— start EXCERPTED TEXT —

United States District Court, E.D. Wisconsin

September 5, 2017

CARLOS C. MCDANIELS, Plaintiff,
v.
WARDEN JUDY SMITH, JIM ZANON, TODD GILLINGHAM, SGT. POBRANZ, CINDY O'DONNELL, BRAD HOMPE, KATHY SABEL, CITY OF OSHKOSH POLICE DEPARTMENT, and JOHN DOE, Defendants.

          ORDER

          J. P. Stadtmueller, U.S. District Judge.

         Plaintiff Carlos C. McDaniels, who is incarcerated at Oshkosh Correctional Institution (“Oshkosh”), proceeds in this matter pro se. He filed a complaint alleging that the defendants violated his constitutional rights. (Docket #1). This matter comes before the court on Plaintiff's petition to proceed without prepayment of the filing fee (in forma pauperis). (Docket #3). Plaintiff has been assessed and paid an initial partial filing fee of $20.14. See 28 U.S.C. § 1915(b)(1).

— end EXCERPTED TEXT —
— start DATA ENTRIES —

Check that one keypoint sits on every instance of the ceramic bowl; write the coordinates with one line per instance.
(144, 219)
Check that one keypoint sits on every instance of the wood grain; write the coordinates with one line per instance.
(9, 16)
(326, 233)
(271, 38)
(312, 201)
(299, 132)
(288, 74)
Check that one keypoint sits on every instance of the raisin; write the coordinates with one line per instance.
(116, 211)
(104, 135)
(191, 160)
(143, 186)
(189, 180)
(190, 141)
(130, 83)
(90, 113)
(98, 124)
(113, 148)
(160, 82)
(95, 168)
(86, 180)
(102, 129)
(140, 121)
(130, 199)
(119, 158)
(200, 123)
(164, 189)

— end DATA ENTRIES —

### REQUEST
Repeat, word for word, the stretch of the court order that opens with "September 5, 2017" and closes with "U.S.C. § 1915(b)(1).".

### EXERCISE RESPONSE
September 5, 2017

CARLOS C. MCDANIELS, Plaintiff,
v.
WARDEN JUDY SMITH, JIM ZANON, TODD GILLINGHAM, SGT. POBRANZ, CINDY O'DONNELL, BRAD HOMPE, KATHY SABEL, CITY OF OSHKOSH POLICE DEPARTMENT, and JOHN DOE, Defendants.

          ORDER

          J. P. Stadtmueller, U.S. District Judge.

         Plaintiff Carlos C. McDaniels, who is incarcerated at Oshkosh Correctional Institution (“Oshkosh”), proceeds in this matter pro se. He filed a complaint alleging that the defendants violated his constitutional rights. (Docket #1). This matter comes before the court on Plaintiff's petition to proceed without prepayment of the filing fee (in forma pauperis). (Docket #3). Plaintiff has been assessed and paid an initial partial filing fee of $20.14. See 28 U.S.C. § 1915(b)(1).